• [Tasks]:
(a) According to the review of The UFO Incident, what kind of movie is it?
(b) Translate this sentence from the review of The UFO Incident into Spanish: "Memories of the event haunted the couple's dreams, so they submitted to hypnosis and provided details while a psychiatrist probed their unconscious minds."

• [Text]:
BEGIN
Wednesday, September 14, 2016

The UFO Incident (1975)



          Bolstered by the presence of fine actors in the leading roles, The UFO Incident is a peculiar take on a real historical incident. In the early 1960s, New Hampshire residents Barney and Betsy Hill claimed they’d been abducted by aliens, taken aboard a flying saucer for medical examinations, and brainwashed to forget what happened. Memories of the event haunted the couple’s dreams, so they submitted to hypnosis and provided details while a psychiatrist probed their unconscious minds. Reports of the Hills’ alleged abduction earned widespread attention, but because the Hills were unable to provide evidence, some people dismissed the story as a delusion or a hoax while others believed the incident really occurred. This made-for-TV movie tries to service the believers and the doubters simultaneously, and the wishy-washy approach doesn’t quite work.
          Scenes of the Hills experiencing traumatic flashbacks and/or providing testimony are played straight, whereas scenes with re-creations of alien contact have the eerie quality of a horror movie. It’s understandable why the producers included money shots of actors dressed like weird-looking aliens, because a purely journalistic presentation of this material would have been talky and underwhelming. Still, The UFO Incident is basically two very different movies squeezed into one package, with the grounded stuff coming across better than the fanciful vignettes.
END
• [Provided data]:
BEGIN
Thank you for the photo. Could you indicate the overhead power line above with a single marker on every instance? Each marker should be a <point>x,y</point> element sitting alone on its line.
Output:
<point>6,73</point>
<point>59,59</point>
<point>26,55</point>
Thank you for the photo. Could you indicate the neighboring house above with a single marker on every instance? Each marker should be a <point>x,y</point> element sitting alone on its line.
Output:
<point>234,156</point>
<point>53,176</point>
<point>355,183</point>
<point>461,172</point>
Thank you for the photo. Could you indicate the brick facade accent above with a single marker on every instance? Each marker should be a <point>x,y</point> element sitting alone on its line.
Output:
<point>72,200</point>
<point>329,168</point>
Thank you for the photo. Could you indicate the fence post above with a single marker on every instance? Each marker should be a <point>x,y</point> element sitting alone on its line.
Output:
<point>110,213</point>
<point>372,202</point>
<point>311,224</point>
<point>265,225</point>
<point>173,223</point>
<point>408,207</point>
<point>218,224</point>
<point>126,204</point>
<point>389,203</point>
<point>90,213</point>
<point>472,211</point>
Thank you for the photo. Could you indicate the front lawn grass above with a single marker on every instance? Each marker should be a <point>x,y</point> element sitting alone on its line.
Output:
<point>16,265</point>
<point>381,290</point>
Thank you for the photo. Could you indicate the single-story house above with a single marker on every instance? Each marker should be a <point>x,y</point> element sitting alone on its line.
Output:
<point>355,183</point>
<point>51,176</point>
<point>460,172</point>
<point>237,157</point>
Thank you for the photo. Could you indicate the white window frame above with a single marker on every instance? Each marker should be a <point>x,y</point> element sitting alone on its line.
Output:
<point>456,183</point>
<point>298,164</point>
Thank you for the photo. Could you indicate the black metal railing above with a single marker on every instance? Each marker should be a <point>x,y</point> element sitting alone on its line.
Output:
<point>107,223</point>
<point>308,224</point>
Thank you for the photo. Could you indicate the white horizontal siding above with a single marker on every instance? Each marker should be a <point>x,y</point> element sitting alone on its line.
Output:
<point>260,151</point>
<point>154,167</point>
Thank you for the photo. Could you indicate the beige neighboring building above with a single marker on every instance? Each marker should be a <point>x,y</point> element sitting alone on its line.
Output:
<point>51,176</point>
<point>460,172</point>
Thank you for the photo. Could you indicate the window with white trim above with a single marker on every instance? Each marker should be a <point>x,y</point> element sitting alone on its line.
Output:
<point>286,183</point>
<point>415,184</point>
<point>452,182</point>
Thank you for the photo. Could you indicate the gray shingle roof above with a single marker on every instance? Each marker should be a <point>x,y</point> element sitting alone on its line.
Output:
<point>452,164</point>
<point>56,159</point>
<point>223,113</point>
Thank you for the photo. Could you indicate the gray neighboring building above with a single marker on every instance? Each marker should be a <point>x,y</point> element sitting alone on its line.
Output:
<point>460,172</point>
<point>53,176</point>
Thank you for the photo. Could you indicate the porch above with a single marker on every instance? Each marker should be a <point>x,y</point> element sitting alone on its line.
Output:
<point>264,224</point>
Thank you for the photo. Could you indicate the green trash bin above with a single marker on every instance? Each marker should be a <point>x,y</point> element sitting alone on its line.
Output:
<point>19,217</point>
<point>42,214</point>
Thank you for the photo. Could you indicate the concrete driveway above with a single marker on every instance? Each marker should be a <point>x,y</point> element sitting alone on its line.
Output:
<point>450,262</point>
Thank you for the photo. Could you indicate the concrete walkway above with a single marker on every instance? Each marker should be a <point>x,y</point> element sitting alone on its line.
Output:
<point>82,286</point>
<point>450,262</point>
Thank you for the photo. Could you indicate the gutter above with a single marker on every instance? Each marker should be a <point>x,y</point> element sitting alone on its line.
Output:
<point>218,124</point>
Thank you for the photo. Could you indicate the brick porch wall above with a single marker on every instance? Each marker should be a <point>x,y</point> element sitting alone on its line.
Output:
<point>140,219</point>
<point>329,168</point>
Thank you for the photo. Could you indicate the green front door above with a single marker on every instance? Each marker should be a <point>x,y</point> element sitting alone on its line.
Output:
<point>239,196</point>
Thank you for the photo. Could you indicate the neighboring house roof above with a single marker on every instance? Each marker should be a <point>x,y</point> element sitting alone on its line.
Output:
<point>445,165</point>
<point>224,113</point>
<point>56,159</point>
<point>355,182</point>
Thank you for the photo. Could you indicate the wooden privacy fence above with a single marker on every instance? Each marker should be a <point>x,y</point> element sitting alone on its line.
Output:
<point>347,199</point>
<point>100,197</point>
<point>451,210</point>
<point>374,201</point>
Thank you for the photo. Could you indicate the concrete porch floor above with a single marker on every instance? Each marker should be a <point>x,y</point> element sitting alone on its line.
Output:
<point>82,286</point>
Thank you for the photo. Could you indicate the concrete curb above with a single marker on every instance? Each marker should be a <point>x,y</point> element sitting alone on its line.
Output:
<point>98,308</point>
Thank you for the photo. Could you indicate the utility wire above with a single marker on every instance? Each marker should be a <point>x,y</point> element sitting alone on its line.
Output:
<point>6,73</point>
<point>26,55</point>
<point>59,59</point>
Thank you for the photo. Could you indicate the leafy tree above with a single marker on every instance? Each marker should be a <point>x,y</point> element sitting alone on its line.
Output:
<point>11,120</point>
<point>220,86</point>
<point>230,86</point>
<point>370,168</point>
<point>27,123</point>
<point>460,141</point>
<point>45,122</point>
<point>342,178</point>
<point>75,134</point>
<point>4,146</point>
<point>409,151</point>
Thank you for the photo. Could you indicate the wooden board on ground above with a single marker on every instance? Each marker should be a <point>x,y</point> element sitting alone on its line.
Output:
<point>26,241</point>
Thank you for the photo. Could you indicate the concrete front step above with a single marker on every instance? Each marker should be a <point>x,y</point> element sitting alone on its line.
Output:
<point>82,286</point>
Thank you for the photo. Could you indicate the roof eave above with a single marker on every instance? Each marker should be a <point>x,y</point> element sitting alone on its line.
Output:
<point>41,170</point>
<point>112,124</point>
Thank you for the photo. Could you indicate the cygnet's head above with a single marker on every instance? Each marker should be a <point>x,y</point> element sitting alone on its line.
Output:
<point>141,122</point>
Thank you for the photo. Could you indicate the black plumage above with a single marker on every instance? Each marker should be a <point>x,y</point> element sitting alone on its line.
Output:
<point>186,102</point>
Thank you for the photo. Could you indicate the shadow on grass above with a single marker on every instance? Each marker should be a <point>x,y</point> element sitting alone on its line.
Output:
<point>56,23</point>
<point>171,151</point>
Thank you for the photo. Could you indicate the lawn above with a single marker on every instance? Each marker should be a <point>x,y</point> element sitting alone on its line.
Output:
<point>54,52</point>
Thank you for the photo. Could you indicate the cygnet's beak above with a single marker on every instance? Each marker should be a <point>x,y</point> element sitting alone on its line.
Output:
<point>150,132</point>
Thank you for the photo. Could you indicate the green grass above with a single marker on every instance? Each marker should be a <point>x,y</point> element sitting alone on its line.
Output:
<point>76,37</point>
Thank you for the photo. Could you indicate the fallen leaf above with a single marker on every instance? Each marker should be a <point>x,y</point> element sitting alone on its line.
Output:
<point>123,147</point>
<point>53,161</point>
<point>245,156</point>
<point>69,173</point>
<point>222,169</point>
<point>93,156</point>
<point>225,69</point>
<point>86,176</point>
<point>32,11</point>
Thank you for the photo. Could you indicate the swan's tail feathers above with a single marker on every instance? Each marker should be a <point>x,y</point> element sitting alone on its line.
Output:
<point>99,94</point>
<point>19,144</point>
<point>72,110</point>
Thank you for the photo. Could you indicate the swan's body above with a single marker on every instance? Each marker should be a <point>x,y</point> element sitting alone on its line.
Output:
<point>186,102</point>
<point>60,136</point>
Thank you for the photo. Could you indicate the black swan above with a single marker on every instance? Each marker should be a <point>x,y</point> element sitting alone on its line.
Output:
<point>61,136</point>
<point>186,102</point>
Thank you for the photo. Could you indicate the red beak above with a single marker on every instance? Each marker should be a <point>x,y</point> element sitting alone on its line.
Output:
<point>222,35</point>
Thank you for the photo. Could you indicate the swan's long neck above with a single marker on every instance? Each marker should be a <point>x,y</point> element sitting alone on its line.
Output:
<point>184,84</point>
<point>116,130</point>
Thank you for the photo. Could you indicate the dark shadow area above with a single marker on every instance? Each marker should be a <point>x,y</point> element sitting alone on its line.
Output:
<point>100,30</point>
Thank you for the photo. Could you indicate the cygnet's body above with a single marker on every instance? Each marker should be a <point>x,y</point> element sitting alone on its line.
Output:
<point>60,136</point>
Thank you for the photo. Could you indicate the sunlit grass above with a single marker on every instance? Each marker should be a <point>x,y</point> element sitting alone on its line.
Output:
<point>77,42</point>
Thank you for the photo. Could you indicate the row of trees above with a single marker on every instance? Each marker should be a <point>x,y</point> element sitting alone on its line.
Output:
END
• [Answers below]:
(a) A made-for-TV movie.

(b) Los recuerdos del suceso atormentaban los sueños de la pareja, así que se sometieron a hipnosis y aportaron detalles mientras un psiquiatra sondeaba sus mentes inconscientes.